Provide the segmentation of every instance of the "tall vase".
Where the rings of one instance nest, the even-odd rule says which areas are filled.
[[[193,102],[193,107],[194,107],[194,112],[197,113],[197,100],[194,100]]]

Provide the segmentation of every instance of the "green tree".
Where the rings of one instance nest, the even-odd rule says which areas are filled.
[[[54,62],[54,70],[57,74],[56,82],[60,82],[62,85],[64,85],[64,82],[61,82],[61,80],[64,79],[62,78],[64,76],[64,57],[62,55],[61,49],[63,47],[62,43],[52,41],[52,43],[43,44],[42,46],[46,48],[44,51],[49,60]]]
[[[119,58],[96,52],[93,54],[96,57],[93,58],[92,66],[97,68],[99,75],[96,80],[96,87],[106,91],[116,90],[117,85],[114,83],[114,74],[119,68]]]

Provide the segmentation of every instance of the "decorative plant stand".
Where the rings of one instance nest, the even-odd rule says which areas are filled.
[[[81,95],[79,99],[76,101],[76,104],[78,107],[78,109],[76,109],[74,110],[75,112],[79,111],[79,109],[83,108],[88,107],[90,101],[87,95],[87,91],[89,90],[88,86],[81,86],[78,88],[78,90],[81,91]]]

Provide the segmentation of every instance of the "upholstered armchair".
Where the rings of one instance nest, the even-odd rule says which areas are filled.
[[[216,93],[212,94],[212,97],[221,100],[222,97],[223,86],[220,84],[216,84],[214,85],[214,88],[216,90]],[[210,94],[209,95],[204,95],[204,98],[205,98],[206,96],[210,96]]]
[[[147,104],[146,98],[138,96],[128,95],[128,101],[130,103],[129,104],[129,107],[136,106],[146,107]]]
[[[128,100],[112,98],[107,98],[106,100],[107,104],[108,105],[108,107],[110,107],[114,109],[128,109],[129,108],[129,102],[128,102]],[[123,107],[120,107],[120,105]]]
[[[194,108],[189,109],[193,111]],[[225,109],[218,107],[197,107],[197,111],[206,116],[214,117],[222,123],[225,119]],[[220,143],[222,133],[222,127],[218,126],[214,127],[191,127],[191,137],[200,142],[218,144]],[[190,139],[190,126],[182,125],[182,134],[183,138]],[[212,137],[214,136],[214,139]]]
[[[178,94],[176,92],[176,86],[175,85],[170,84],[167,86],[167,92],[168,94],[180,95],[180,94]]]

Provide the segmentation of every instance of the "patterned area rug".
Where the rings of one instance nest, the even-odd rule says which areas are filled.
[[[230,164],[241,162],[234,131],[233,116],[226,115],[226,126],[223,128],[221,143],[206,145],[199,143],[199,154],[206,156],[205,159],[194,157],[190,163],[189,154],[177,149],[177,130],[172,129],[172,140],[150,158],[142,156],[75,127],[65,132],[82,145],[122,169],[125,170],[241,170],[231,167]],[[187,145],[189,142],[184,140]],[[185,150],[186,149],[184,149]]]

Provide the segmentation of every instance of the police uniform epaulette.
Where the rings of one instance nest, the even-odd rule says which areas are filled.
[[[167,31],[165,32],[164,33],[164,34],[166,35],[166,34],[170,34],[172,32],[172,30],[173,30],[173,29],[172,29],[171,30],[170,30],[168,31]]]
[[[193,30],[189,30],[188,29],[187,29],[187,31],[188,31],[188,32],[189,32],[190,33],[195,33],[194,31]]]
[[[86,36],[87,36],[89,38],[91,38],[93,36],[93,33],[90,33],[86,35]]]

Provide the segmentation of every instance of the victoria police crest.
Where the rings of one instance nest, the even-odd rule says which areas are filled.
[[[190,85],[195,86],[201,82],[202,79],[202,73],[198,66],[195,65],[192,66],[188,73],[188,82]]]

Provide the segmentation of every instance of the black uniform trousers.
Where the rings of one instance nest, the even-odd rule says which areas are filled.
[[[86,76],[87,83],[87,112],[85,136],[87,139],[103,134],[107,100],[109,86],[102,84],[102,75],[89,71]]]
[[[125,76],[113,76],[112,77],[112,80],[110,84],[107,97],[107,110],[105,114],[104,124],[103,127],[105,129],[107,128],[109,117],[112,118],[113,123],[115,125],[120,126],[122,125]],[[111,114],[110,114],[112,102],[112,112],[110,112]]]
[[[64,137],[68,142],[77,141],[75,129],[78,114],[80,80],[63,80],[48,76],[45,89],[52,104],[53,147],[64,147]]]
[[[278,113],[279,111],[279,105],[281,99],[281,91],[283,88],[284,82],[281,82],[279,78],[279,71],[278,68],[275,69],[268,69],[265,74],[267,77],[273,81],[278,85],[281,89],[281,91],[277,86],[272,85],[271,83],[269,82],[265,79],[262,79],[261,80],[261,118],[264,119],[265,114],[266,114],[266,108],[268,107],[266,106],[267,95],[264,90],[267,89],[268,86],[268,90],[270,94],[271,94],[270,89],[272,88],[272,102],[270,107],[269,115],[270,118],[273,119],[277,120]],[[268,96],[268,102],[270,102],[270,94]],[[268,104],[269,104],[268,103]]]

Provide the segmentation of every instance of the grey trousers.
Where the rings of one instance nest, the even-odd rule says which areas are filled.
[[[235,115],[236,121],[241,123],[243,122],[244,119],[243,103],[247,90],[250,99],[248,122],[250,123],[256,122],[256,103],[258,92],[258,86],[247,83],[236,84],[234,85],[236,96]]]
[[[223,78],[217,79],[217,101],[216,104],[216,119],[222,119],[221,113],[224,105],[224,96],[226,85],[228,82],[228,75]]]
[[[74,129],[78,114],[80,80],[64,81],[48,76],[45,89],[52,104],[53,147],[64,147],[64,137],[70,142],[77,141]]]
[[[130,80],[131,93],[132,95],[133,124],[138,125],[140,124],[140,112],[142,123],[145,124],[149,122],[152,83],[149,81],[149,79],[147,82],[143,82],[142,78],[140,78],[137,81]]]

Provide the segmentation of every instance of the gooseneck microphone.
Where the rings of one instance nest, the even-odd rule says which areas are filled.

EXERCISE PROMPT
Every entry in the listing must be retyped exactly.

SOLUTION TO THIS PROBLEM
Provide the segmentation of every instance of the "tall vase".
Where the rings of one instance nest, the even-odd rule says which areas are filled.
[[[193,102],[193,107],[194,107],[194,112],[197,113],[197,100],[194,100]]]

Provide the segmentation of every instance of the "green tree".
Where the rings of one instance nest, the even-odd rule says which areas are filled.
[[[54,62],[54,70],[57,74],[56,82],[60,82],[62,85],[64,85],[64,82],[61,82],[61,80],[64,79],[62,78],[64,76],[64,57],[62,55],[61,49],[63,47],[62,43],[52,41],[52,43],[43,44],[42,46],[46,48],[44,51],[49,60]]]
[[[119,58],[96,52],[93,54],[96,57],[93,58],[92,66],[97,68],[99,75],[96,80],[96,87],[106,91],[116,90],[117,85],[114,83],[114,74],[119,68]]]

Provide the segmentation of every instance of the "decorative plant stand".
Where the rings of one instance nest, the even-odd rule says which areas are filled.
[[[81,95],[79,99],[76,101],[76,104],[78,107],[78,109],[76,109],[74,110],[75,112],[79,111],[79,109],[83,108],[88,107],[90,101],[87,95],[87,91],[89,90],[88,86],[81,86],[78,88],[78,90],[81,91]]]

Provide the segmentation of every instance of the "upholstered armchair".
Where the rings of one instance nest, the even-odd rule says which areas are filled.
[[[216,93],[212,94],[212,97],[221,100],[222,97],[223,86],[220,84],[216,84],[214,85],[214,88],[216,90]],[[210,94],[209,95],[204,95],[204,98],[205,98],[206,96],[210,96]]]
[[[147,104],[146,98],[138,96],[128,95],[128,101],[130,103],[129,104],[129,107],[136,106],[146,107]]]
[[[128,100],[112,98],[107,98],[106,100],[107,104],[108,105],[108,107],[110,107],[114,109],[128,109],[129,108],[129,102],[128,102]],[[123,107],[120,107],[120,105]]]
[[[194,108],[189,109],[193,111]],[[225,109],[218,107],[197,107],[197,111],[206,116],[214,117],[222,123],[225,119]],[[220,143],[222,133],[222,127],[218,126],[214,127],[191,127],[191,137],[200,142],[218,144]],[[190,139],[190,126],[182,125],[182,134],[183,138]],[[212,137],[214,136],[214,139]]]
[[[178,94],[176,92],[176,86],[175,85],[170,84],[167,86],[167,92],[168,94],[180,95],[180,94]]]

Provide the segmentation of every instance of the "patterned area rug".
Where the rings of one instance nest, the even-odd rule says which areas are filled.
[[[230,164],[241,162],[234,131],[233,116],[226,115],[226,126],[223,128],[221,143],[206,145],[199,143],[199,154],[206,156],[205,159],[194,157],[190,163],[189,154],[177,149],[177,130],[172,129],[172,140],[150,158],[142,156],[75,127],[65,132],[82,145],[122,169],[125,170],[241,170],[231,167]],[[187,145],[189,142],[184,140]],[[185,150],[186,149],[184,149]]]

Provide the segmentation of every instance of the police uniform epaulette.
Where the rings of one instance nest, the even-odd rule says which areas are filled.
[[[167,31],[165,32],[164,33],[164,34],[166,35],[166,34],[170,34],[172,32],[172,30],[173,30],[173,29],[172,29],[171,30],[170,30],[168,31]]]
[[[193,30],[189,30],[188,29],[187,29],[187,31],[188,31],[188,32],[189,32],[190,33],[195,33],[194,31]]]
[[[86,36],[87,36],[89,38],[91,38],[93,36],[93,33],[90,33],[86,35]]]

Provide the segmentation of every instance of the victoria police crest.
Where the rings of one instance nest, the even-odd rule says which areas are filled.
[[[190,85],[195,86],[201,82],[202,79],[202,73],[198,66],[195,65],[192,66],[188,73],[188,82]]]

Provide the segmentation of every instance of the black uniform trousers.
Where the rings of one instance nest, the even-odd rule says which areas are filled.
[[[86,76],[87,83],[87,112],[85,136],[87,139],[103,134],[107,100],[109,86],[102,84],[102,75],[89,71]]]
[[[125,76],[113,76],[112,77],[112,80],[110,84],[107,97],[107,110],[105,114],[104,124],[103,127],[105,129],[107,128],[109,117],[112,118],[113,123],[115,125],[120,126],[122,125]],[[111,114],[110,114],[112,102],[112,112],[110,112]]]
[[[64,137],[68,142],[77,141],[75,129],[78,114],[80,80],[63,80],[48,76],[45,89],[52,104],[53,147],[64,147]]]
[[[278,113],[279,111],[279,105],[281,99],[281,91],[283,88],[284,82],[281,82],[279,78],[279,71],[278,68],[275,69],[268,69],[265,74],[267,77],[273,81],[278,85],[281,89],[281,91],[277,86],[272,85],[271,83],[269,82],[265,79],[262,79],[261,80],[261,118],[264,119],[265,114],[266,114],[266,108],[268,107],[266,106],[267,95],[264,90],[267,89],[268,86],[268,90],[270,94],[271,94],[270,89],[272,88],[272,102],[270,107],[269,115],[270,118],[273,119],[277,120]],[[268,96],[268,102],[270,102],[270,94]],[[268,104],[269,104],[268,103]]]

Provide the segmentation of every instance of the grey trousers.
Where the rings of one instance nest, the even-odd rule says which areas are filled.
[[[235,115],[236,121],[241,123],[243,122],[244,119],[243,103],[247,90],[250,99],[248,122],[250,123],[256,122],[256,103],[258,92],[258,86],[247,83],[236,84],[234,85],[236,96]]]
[[[223,78],[217,79],[217,101],[216,104],[216,119],[222,119],[221,113],[224,105],[224,96],[226,85],[228,82],[228,75]]]
[[[74,129],[78,114],[80,80],[64,81],[48,76],[45,89],[52,104],[53,147],[64,147],[64,137],[70,142],[77,141]]]
[[[130,80],[131,93],[132,95],[133,124],[138,125],[140,124],[140,112],[142,123],[145,124],[149,122],[152,83],[149,81],[149,79],[147,82],[143,82],[142,78],[140,78],[137,81]]]

Provide the segmentation of every instance of the gooseneck microphone.
Where the rings of one instance nest, the even-odd rule says which areas are filled.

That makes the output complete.